> _Written request_:
Report, in full, each line of the material below that contains the string "blonde".

> _Input for this task_:
##########
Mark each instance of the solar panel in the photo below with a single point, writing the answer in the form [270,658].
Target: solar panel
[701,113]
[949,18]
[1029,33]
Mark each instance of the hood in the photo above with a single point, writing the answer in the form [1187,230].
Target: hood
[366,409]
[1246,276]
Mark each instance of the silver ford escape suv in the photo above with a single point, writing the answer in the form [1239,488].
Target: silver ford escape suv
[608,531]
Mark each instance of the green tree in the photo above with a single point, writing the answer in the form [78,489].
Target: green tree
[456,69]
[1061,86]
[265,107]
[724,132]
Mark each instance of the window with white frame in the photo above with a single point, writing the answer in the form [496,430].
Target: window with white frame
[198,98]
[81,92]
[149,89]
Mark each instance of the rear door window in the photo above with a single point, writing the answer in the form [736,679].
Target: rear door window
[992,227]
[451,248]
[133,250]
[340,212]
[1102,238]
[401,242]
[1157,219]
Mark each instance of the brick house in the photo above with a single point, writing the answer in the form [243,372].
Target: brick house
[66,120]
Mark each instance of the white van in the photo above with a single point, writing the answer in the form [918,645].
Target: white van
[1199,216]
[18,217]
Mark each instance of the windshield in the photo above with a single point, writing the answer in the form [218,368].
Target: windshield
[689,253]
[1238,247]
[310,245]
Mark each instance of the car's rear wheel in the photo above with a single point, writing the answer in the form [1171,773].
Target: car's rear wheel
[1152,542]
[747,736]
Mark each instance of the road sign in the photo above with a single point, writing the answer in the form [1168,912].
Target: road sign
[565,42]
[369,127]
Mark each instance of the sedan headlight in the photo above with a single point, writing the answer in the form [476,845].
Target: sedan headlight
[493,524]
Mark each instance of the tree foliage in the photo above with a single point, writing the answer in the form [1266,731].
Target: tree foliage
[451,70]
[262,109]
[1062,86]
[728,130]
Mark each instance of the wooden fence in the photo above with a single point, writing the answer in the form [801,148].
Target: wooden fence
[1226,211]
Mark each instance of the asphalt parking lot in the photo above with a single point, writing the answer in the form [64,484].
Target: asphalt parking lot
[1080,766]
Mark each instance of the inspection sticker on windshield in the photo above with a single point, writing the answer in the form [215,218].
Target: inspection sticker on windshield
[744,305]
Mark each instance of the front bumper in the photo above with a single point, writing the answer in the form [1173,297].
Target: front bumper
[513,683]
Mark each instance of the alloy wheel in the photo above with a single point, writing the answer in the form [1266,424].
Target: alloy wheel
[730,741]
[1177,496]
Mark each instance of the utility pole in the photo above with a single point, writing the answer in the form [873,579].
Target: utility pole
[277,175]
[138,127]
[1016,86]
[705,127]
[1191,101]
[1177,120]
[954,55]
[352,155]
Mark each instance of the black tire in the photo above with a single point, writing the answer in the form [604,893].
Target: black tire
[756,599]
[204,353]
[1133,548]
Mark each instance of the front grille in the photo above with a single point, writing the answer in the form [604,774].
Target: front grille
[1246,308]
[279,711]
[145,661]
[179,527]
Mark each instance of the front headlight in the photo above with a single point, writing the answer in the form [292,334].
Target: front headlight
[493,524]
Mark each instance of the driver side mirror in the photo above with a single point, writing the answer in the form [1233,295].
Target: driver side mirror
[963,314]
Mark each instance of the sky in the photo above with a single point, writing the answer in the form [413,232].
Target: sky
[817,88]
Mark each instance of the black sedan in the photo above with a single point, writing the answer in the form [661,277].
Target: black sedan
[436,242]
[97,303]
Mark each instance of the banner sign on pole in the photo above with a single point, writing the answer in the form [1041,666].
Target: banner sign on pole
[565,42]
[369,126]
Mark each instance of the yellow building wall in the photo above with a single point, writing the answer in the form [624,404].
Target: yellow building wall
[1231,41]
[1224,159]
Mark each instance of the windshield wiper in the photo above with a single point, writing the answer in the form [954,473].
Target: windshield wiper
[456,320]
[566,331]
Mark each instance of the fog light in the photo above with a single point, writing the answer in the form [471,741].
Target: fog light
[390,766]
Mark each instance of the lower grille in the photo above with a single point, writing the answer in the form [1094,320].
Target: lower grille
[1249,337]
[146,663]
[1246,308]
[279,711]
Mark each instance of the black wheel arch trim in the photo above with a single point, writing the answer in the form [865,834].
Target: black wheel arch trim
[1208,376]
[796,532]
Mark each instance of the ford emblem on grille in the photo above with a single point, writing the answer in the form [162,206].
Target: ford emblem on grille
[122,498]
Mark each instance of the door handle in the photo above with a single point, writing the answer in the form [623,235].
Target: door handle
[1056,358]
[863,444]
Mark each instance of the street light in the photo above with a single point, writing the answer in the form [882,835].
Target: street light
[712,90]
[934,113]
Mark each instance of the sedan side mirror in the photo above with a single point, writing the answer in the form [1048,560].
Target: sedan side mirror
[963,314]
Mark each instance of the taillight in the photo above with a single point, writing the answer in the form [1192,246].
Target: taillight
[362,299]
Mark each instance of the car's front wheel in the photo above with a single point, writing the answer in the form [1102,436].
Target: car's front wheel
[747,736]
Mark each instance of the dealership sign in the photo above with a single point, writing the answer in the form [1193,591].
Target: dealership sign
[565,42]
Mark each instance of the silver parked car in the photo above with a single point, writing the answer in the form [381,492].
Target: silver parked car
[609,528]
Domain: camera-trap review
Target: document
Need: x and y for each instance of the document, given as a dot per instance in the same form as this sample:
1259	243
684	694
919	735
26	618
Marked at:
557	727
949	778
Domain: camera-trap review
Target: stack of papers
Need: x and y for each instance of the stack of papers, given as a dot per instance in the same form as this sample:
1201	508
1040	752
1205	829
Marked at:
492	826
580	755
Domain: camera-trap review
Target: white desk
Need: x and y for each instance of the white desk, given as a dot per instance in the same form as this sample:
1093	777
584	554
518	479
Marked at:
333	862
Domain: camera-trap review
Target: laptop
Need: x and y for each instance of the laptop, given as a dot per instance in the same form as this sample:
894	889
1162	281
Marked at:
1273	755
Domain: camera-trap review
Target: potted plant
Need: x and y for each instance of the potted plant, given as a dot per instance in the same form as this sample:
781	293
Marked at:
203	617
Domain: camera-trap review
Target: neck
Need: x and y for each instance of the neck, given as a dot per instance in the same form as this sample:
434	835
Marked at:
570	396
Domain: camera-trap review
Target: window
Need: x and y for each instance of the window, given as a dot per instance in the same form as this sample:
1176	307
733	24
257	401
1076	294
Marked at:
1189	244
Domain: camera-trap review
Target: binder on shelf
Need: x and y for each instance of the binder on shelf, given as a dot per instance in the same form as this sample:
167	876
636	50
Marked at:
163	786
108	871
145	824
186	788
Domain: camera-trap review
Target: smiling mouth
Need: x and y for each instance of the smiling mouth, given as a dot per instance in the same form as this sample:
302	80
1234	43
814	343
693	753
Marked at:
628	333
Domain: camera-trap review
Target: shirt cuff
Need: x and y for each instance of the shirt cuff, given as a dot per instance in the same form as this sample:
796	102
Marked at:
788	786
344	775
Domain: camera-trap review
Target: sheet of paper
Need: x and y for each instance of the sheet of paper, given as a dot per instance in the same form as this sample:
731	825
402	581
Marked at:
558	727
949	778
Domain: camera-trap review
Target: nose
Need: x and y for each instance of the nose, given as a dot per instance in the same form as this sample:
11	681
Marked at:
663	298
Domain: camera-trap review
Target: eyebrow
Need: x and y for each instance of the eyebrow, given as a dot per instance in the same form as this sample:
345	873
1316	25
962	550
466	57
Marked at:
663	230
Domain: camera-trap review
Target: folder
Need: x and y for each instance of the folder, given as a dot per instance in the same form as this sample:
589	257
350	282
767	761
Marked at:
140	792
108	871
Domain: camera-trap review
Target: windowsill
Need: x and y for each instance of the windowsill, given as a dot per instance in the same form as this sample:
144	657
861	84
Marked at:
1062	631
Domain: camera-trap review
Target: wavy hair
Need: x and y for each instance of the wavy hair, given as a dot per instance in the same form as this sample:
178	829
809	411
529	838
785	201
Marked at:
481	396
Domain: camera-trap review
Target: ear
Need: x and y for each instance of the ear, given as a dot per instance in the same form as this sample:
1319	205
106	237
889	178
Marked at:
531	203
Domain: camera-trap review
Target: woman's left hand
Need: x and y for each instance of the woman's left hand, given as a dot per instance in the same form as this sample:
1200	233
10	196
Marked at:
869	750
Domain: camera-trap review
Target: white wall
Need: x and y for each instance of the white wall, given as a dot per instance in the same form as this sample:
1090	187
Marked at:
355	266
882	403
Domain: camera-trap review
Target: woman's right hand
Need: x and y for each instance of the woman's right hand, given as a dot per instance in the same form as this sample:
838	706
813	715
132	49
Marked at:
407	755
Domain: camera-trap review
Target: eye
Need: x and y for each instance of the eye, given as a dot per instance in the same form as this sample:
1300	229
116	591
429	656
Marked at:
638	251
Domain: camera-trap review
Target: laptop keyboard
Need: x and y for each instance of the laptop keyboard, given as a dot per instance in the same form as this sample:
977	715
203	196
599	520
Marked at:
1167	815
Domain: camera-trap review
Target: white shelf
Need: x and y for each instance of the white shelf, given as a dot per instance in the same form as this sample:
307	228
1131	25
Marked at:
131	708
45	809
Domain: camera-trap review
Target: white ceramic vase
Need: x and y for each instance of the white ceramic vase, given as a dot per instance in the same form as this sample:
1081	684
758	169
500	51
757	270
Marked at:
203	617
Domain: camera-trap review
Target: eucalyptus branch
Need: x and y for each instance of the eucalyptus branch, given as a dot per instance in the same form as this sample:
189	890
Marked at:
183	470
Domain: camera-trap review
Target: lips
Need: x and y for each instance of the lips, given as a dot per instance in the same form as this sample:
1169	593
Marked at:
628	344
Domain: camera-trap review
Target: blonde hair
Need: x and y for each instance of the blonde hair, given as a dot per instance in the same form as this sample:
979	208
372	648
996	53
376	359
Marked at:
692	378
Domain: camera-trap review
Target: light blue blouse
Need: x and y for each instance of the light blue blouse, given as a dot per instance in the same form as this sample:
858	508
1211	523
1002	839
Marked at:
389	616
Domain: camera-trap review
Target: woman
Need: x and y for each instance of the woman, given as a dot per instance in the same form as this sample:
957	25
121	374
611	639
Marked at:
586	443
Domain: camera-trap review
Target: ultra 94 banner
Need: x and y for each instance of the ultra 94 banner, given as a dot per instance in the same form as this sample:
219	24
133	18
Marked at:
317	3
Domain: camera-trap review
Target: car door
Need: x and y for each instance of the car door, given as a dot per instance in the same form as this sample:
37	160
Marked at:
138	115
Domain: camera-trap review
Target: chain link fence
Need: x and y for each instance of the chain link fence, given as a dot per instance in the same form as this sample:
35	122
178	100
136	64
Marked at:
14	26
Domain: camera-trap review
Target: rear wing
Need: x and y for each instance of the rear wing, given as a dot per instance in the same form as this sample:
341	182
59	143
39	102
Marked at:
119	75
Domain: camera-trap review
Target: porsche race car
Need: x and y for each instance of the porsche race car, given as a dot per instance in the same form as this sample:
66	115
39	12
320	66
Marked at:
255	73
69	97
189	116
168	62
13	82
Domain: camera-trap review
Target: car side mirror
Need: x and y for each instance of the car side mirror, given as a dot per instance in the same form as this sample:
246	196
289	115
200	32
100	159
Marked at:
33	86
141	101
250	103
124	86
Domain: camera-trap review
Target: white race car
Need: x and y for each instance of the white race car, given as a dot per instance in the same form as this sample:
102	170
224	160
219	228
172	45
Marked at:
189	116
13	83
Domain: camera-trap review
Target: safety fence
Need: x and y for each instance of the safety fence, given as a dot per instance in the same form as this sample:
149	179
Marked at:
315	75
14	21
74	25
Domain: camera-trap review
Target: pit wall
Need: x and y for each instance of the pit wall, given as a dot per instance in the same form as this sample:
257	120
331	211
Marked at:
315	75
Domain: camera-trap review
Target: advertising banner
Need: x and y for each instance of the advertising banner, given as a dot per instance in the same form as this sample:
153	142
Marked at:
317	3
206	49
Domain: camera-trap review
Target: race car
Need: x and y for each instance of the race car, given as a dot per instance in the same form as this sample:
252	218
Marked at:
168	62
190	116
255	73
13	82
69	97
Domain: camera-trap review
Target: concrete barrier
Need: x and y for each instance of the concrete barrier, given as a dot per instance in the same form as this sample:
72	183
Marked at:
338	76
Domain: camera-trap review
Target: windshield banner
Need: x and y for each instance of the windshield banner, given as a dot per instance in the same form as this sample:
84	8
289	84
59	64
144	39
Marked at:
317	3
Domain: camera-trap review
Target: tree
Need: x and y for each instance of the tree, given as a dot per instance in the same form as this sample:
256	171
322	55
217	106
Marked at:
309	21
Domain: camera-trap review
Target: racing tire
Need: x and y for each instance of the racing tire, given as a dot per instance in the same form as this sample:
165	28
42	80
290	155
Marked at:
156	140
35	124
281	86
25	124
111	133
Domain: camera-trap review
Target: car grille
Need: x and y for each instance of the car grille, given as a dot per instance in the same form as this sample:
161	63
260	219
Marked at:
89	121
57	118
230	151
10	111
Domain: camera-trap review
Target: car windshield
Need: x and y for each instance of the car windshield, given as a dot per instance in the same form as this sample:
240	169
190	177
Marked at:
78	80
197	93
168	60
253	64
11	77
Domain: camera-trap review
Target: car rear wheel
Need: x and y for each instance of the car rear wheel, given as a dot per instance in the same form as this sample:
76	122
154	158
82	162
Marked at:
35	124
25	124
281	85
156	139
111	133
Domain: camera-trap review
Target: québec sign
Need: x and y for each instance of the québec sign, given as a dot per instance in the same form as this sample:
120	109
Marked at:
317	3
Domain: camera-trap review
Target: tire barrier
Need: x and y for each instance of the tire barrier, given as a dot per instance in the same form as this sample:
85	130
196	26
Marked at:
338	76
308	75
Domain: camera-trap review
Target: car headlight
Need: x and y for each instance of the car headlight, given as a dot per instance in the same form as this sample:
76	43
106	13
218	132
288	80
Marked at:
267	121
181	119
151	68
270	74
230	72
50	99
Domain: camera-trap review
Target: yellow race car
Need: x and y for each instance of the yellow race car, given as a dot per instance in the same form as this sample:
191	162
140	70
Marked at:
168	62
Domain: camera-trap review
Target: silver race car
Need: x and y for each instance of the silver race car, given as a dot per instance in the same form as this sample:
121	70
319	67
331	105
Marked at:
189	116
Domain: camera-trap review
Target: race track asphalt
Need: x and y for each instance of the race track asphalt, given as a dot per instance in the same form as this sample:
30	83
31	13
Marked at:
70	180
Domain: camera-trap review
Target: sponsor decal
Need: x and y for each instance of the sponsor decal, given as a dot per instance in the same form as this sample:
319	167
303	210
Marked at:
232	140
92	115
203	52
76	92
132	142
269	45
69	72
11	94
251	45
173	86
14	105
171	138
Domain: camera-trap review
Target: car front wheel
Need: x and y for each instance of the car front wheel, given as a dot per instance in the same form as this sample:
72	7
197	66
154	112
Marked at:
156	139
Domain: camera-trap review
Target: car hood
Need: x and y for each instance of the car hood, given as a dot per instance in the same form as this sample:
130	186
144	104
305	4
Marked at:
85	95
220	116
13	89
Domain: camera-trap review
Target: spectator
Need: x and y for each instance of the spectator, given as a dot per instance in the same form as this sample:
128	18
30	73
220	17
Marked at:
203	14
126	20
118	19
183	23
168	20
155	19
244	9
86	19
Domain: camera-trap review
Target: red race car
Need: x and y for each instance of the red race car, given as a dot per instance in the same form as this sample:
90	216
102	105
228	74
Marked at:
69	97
##########
> _Result of this task_:
Target: blonde hair
Need: x and y for each instance of the blonde hair, given as a dot per instance in the same form as this sample:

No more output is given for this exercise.